[Pointing entries]

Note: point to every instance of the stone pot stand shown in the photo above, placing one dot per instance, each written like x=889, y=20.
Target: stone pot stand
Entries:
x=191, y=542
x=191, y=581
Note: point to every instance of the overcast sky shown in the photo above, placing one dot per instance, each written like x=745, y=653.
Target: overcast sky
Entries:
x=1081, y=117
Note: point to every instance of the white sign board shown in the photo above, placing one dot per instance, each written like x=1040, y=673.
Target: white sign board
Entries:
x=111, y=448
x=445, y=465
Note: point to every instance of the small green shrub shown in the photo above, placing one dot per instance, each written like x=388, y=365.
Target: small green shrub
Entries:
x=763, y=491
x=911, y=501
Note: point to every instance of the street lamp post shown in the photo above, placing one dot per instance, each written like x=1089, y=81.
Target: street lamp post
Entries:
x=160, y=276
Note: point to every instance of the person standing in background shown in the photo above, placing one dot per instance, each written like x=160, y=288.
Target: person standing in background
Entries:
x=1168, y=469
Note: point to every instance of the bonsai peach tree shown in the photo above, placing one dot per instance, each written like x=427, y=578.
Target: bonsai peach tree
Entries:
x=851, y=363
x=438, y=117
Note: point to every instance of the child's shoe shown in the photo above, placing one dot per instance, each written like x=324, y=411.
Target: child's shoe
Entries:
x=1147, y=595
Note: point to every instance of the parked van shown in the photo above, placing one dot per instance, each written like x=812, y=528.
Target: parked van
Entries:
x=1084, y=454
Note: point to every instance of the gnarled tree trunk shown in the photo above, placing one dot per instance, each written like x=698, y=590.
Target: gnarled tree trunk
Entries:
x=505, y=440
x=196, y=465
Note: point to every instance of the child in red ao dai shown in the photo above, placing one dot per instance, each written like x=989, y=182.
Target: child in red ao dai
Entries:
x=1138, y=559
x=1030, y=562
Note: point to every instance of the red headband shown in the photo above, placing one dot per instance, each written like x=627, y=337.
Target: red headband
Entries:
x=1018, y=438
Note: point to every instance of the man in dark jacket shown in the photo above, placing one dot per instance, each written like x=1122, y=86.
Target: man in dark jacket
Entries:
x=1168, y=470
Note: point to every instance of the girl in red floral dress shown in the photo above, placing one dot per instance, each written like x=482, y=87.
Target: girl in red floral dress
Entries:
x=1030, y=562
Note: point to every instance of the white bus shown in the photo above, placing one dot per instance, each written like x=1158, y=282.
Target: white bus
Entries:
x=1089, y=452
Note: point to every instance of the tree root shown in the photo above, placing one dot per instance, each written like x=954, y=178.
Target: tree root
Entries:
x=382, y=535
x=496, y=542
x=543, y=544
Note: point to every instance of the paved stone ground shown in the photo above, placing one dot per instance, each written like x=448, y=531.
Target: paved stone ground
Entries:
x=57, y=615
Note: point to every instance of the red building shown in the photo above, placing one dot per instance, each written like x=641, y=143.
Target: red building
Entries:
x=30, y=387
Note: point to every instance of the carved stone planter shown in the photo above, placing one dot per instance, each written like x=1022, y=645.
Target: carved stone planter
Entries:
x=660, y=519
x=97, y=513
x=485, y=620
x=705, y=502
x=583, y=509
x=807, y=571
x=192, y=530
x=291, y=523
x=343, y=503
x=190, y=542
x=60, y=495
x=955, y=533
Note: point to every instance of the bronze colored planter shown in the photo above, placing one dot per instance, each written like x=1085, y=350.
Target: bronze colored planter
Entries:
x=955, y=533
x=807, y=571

=== TASK DIRECTIONS ===
Duplicate every entry above line for line, with no changes.

=== WRITTEN REPLY ===
Note: point to every instance of the stone pot stand shown in the photo above, placing one dot per instance, each written like x=889, y=20.
Target: stone pot stand
Entries:
x=191, y=542
x=191, y=581
Note: point to every instance of the overcast sky shown in the photo above, placing one dot per instance, each written like x=745, y=653.
Target: overcast sky
Entries:
x=1081, y=117
Note: point to every instance of the white sign board shown in the photo above, placing one dot per instance, each written like x=1040, y=673.
Target: white sign board
Entries:
x=111, y=448
x=445, y=465
Note: point to every instance of the small green shrub shown in the photo above, placing one dot per instance, each written like x=388, y=365.
Target: small green shrub
Entries:
x=763, y=491
x=911, y=501
Note: point to every instance of the street lamp post shown in the photo above, placing one dot per instance, each written like x=1089, y=81.
Target: street lamp post
Entries:
x=160, y=276
Note: point to every instance of the person standing in background shown in the photo above, placing one dot per instance, each written like x=160, y=288.
Target: person standing in background
Entries:
x=1168, y=469
Note: point to every instance of the bonsai peach tree shown in the photo above, placing one dot per instance, each written like x=427, y=578.
Target: bonsai peach tree
Entries:
x=851, y=363
x=438, y=117
Note: point to every instance of the child's shoe shown in the photo above, placing one dot per instance, each written like x=324, y=411.
Target: child's shoe
Entries:
x=1147, y=595
Note: point to every instance of the parked van shown in the photo above, placing one dot per instance, each written like x=812, y=528.
Target: parked van
Entries:
x=1084, y=454
Note: point to every instance of the gnarled tree trunk shown in the photo above, placing one dot per instance, each written like x=698, y=590.
Target: gnarled tree trunk
Entries:
x=505, y=440
x=196, y=465
Note: point to every instance of the child in red ao dai shown in the photo above, placing one dot per instance, each written like x=989, y=182.
Target: child in red ao dai
Entries:
x=1138, y=559
x=1030, y=562
Note: point to every instance of the red headband shown in the photo above, placing one dot per instance, each written like x=627, y=337.
Target: red headband
Entries:
x=1018, y=438
Note: point to every instance of the man in dark jacket shown in the photo above, placing one dot per instance, each written like x=1122, y=86.
Target: man in dark jacket
Entries:
x=1168, y=470
Note: point to every instance of the girl in red floral dress shown in the photo above, placing one dot per instance, each written like x=482, y=87.
Target: girl in red floral dress
Entries:
x=1030, y=562
Note: point to every instance of the white bus shown in the photo above, placing one dot per instance, each written like x=1158, y=282.
Target: white bus
Entries:
x=1089, y=452
Note: point to every instance of the tree root shown in the photo above, placing one dot per instance, each written like x=954, y=178.
Target: tree root
Entries:
x=382, y=535
x=496, y=542
x=543, y=544
Note: point to every instance of the paved stone ground shown in the photo above, placing one dot per instance, each written like x=448, y=531.
Target: paved stone ground
Entries:
x=57, y=615
Note: point to every instance of the red building shown in the photo above, placing one dot per instance, each written like x=641, y=143.
Target: red building
Entries:
x=30, y=387
Note: point to every instance of the carved stone planter shown in the photo above, placing one dot per instance, each written like x=1022, y=645.
Target: carved stone planter
Entries:
x=660, y=519
x=97, y=513
x=485, y=620
x=705, y=502
x=583, y=509
x=807, y=571
x=192, y=530
x=291, y=523
x=343, y=503
x=190, y=542
x=60, y=495
x=955, y=533
Note: point to every instance of the bronze colored planter shown in the photo above, placing one dot per instance, each written like x=1085, y=350.
Target: bronze colored planter
Entries:
x=955, y=533
x=807, y=571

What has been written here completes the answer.